By the time Soffer signed on for services on Saturday morning, he had resolved to address Ginsburg’s death with his community. He did so by revising not the words he had prepared or the prayers he would lead, but by tweaking a core tradition of the High Holidays: the shofar blasts.

Just as the Supreme Court has nine members, one of the shofar blasts, teruah, has nine short notes. Soffer halted after just eight to symbolize the fact that the court has just lost a member who made it complete and, he said, “to honor the speechlessness of our communal grief.”

Justice Ruth Bader Ginsburg, the first Jewish woman to be appointed to the Supreme Court, talks with filmmaker David Grubin about his PBS series, ‘The Jewish Americans,’ on January 10, 2008 in Washington. (AP Photo/Kevin Wolf)

Soffer’s tribute was among countless salutes made by rabbis and Jewish community members this weekend as the news of Ginsburg’s death broke over Jewish communities like a wave in the first moments of the Jewish New Year, or the last moments of the one that was just ending.

In some parts of the country, many synagogues had already launched their Rosh Hashanah services on Zoom and many families had already sat down for a holiday meal when the alert came. On Twitter, Rabbi Michael Latz reported that a colleague had “rushed the bimah” with a note scrawled on a piece of paper ripped from a spiral notebook: “RBG died.”

Dataset entries:
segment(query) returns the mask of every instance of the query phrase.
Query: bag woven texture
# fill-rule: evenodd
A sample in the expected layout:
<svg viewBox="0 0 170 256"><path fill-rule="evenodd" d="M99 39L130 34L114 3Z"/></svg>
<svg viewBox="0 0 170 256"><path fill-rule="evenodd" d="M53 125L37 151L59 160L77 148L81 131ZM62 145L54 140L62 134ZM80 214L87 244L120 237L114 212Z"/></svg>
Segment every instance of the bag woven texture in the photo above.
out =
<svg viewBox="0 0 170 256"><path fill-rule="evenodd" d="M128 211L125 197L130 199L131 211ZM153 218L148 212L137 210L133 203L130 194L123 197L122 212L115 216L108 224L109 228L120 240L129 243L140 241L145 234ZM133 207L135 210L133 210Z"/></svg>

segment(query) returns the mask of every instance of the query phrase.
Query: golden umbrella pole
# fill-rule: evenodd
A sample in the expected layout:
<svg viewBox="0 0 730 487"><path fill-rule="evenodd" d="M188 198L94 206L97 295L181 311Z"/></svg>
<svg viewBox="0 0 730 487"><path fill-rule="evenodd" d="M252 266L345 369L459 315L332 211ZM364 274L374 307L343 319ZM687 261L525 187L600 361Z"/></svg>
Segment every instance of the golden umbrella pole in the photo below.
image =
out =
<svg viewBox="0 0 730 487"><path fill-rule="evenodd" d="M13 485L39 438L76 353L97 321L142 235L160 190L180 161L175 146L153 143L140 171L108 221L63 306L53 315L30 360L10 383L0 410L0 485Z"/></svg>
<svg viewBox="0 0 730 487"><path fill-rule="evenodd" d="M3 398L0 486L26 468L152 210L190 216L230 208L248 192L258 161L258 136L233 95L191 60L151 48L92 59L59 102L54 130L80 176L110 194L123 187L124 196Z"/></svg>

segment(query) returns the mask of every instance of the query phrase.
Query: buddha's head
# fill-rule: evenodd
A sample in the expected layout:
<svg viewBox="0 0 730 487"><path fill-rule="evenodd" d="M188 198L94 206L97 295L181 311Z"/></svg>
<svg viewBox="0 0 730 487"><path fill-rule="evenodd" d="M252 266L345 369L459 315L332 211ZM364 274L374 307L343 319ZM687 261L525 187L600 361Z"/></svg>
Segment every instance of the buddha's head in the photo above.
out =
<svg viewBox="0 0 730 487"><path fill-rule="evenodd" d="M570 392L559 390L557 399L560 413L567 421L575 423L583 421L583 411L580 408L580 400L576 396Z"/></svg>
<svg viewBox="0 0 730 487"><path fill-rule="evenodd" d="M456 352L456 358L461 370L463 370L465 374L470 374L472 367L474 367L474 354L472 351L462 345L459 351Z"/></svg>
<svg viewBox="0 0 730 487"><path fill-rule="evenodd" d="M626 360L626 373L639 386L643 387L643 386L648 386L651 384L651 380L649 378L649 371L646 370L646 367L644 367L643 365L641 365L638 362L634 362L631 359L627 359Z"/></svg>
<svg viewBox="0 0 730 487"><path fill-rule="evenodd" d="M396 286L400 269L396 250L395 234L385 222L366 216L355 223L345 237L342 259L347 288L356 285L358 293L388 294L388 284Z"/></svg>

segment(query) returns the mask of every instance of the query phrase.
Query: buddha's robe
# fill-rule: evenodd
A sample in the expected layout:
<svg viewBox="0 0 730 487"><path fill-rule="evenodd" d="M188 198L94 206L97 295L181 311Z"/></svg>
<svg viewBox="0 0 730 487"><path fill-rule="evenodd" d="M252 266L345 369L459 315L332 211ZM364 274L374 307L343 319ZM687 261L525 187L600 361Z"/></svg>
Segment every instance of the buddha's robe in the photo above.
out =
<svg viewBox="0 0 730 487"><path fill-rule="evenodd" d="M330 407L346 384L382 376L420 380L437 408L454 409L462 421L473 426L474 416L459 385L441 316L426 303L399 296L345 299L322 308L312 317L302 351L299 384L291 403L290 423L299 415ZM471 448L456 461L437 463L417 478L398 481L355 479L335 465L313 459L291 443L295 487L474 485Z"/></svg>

*Questions*.
1. Retype the portion of the Ginsburg article that opens with the words containing "Justice Ruth Bader" and closes with "was just ending.".
2. According to the Ginsburg article, after how many notes of the teruah did Soffer stop?
This data comes from a separate source, not from the Ginsburg article.

*Task-by-task outputs*.
1.
Justice Ruth Bader Ginsburg, the first Jewish woman to be appointed to the Supreme Court, talks with filmmaker David Grubin about his PBS series, ‘The Jewish Americans,’ on January 10, 2008 in Washington. (AP Photo/Kevin Wolf)

Soffer’s tribute was among countless salutes made by rabbis and Jewish community members this weekend as the news of Ginsburg’s death broke over Jewish communities like a wave in the first moments of the Jewish New Year, or the last moments of the one that was just ending.

2. After eight notes.